#### [Instructions for the task]
Retype every record exactly as it appears.

#### [Data records]
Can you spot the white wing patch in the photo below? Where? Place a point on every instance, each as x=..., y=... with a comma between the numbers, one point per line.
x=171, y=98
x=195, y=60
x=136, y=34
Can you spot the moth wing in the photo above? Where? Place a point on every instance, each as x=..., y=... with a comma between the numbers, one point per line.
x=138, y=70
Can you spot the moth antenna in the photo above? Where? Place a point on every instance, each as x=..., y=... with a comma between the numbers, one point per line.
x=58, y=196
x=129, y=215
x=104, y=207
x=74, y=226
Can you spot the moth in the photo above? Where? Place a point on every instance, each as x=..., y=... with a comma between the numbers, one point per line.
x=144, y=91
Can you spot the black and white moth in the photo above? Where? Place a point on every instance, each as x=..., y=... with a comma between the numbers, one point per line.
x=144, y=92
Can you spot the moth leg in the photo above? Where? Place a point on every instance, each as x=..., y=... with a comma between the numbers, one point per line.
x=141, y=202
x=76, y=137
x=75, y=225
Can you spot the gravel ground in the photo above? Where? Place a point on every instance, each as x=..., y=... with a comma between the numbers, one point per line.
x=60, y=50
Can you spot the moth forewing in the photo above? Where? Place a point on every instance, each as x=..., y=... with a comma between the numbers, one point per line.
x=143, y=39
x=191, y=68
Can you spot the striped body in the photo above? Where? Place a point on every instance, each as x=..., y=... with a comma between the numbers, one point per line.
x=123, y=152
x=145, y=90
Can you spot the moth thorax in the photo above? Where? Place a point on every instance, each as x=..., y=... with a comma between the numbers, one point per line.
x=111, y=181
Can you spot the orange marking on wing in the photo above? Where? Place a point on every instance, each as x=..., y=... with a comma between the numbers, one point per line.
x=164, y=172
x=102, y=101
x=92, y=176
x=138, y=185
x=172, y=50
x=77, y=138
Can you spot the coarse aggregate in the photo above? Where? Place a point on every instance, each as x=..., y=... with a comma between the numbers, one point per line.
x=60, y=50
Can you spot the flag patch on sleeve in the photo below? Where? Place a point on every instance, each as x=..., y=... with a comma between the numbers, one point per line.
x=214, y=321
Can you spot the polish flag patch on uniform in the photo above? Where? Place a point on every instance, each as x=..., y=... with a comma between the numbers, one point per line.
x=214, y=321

#### [Response area]
Can you spot the white wing patch in the photo below? Where? Place a point on every instance, each as x=..., y=... with a comma between the numbers, one point per line.
x=171, y=98
x=195, y=60
x=136, y=34
Can you spot the moth wing in the photo above? Where? Place a point on every instance, each as x=..., y=... with a comma between the numbers, one point per line.
x=138, y=70
Can you spot the moth antenna in the photo above? Where? Place a point on every instance, each as x=..., y=... with a comma between the numbers, one point per line.
x=58, y=196
x=129, y=215
x=104, y=207
x=74, y=226
Can you spot the moth in the photo above? Where? Place a point on every instance, each as x=..., y=... with a comma between the numbers, one point per line.
x=144, y=91
Can you spot the black and white moth in the photo above? Where? Place a point on every instance, each as x=..., y=... with a comma between the numbers, one point per line.
x=144, y=92
Can you spot the moth leg in the photo above? Where? Place a point on every instance, each as x=..., y=... with a comma between the numbers, one point per line.
x=141, y=202
x=76, y=137
x=75, y=225
Can you spot the gravel ground in the photo above? Where? Place a point on every instance, each as x=..., y=... with a comma between the numbers, one point per line.
x=60, y=50
Can you spot the moth forewing in the photo above? Where? Place a point on every instance, each as x=..., y=... with a comma between the numbers, one point per line.
x=143, y=39
x=191, y=68
Can you spot the striped body in the photo above? Where? Place a point on every instance, each as x=..., y=... with a comma between the numbers, one point per line.
x=123, y=152
x=145, y=90
Can you spot the moth thorax in the photo above? Where? Place a point on every instance, each as x=..., y=... with a comma between the numbers, one point per line.
x=111, y=181
Can you spot the orange marking on wing in the photo above? Where? Place a point on every instance, each as x=..., y=... with a comma between the numbers, one point per line.
x=164, y=172
x=102, y=101
x=92, y=176
x=138, y=185
x=172, y=50
x=77, y=138
Can you spot the coarse aggregate in the photo above? Where? Place a point on every instance, each as x=..., y=... with a comma between the numbers, one point per line.
x=60, y=50
Can you spot the flag patch on sleeve in the photo below? Where? Place a point on every instance, each as x=..., y=... with a comma between the numbers, one point per line.
x=214, y=321
Can you spot the polish flag patch on uniform in the photo above? Where? Place a point on every instance, each as x=..., y=... with a comma between the numbers, one point per line.
x=214, y=321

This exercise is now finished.